L’impossibilità sopravvenuta va distinta dall’eccessiva onerosità sopravvenuta. Questa, infatti, non impedisce la prestazione ma la rende più “onerosa” e consente al debitore di chiedere la risoluzione del contratto o la riduzione della prestazione.
L’eccessiva onerosità sopravvenuta della prestazione, per poter determinare la risoluzione del contratto deve rispondere a due requisiti:
- lo squilibrio tra le prestazioni non previsto al momento della conclusione del contratto
- la riconducibilità della eccessiva onerosità a eventi straordinari e imprevedibili che non rientrano nell’ambito del normale rischio contrattuale.
Il carattere della straordinarietà deve essere valutato in modo oggettivo, in base alla frequenza dell’evento, alle dimensioni, all’intensità, ecc. L’imprevedibilità ha, invece, natura soggettiva.

MATERIALE DI LAVORO
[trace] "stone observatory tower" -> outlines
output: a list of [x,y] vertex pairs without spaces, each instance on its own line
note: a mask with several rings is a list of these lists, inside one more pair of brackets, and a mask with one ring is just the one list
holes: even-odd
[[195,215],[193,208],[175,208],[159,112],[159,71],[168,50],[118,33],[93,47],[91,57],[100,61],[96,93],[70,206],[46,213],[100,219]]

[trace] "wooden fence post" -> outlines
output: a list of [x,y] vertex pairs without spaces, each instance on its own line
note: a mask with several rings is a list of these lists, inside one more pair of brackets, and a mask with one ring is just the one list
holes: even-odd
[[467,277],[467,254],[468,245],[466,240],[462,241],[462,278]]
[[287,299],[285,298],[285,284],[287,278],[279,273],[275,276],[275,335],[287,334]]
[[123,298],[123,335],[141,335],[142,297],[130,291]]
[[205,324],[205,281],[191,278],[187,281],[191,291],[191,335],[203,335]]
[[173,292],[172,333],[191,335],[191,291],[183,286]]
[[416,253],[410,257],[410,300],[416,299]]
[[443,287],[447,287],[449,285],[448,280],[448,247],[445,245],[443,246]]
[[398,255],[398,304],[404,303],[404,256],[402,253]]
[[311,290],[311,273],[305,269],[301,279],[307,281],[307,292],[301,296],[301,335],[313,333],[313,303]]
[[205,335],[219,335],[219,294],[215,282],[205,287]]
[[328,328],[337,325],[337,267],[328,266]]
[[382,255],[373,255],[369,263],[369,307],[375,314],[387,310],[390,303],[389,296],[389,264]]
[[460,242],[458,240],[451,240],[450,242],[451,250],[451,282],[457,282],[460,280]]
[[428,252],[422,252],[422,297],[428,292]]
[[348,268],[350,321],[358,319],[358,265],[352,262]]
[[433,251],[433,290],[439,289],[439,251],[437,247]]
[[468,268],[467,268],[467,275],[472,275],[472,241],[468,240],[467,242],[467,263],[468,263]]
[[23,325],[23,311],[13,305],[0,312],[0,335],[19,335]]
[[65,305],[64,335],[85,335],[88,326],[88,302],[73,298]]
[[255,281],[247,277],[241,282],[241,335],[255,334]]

COMPITI DA SVOLGERE
1) Per favore, riproduci fedelmente l'estratto da "L’impossibilità sopravvenuta va" a "invece, natura soggettiva.".
2) Individua nell'elenco ogni riga che contiene la parola "outlines" e ricopiala.
L'elenco non ha alcun legame con l'estratto.

RISPOSTE PER COMPITO
1)
L’impossibilità sopravvenuta va distinta dall’eccessiva onerosità sopravvenuta. Questa, infatti, non impedisce la prestazione ma la rende più “onerosa” e consente al debitore di chiedere la risoluzione del contratto o la riduzione della prestazione.
L’eccessiva onerosità sopravvenuta della prestazione, per poter determinare la risoluzione del contratto deve rispondere a due requisiti:
- lo squilibrio tra le prestazioni non previsto al momento della conclusione del contratto
- la riconducibilità della eccessiva onerosità a eventi straordinari e imprevedibili che non rientrano nell’ambito del normale rischio contrattuale.
Il carattere della straordinarietà deve essere valutato in modo oggettivo, in base alla frequenza dell’evento, alle dimensioni, all’intensità, ecc. L’imprevedibilità ha, invece, natura soggettiva.

2)
[trace] "stone observatory tower" -> outlines
[trace] "wooden fence post" -> outlines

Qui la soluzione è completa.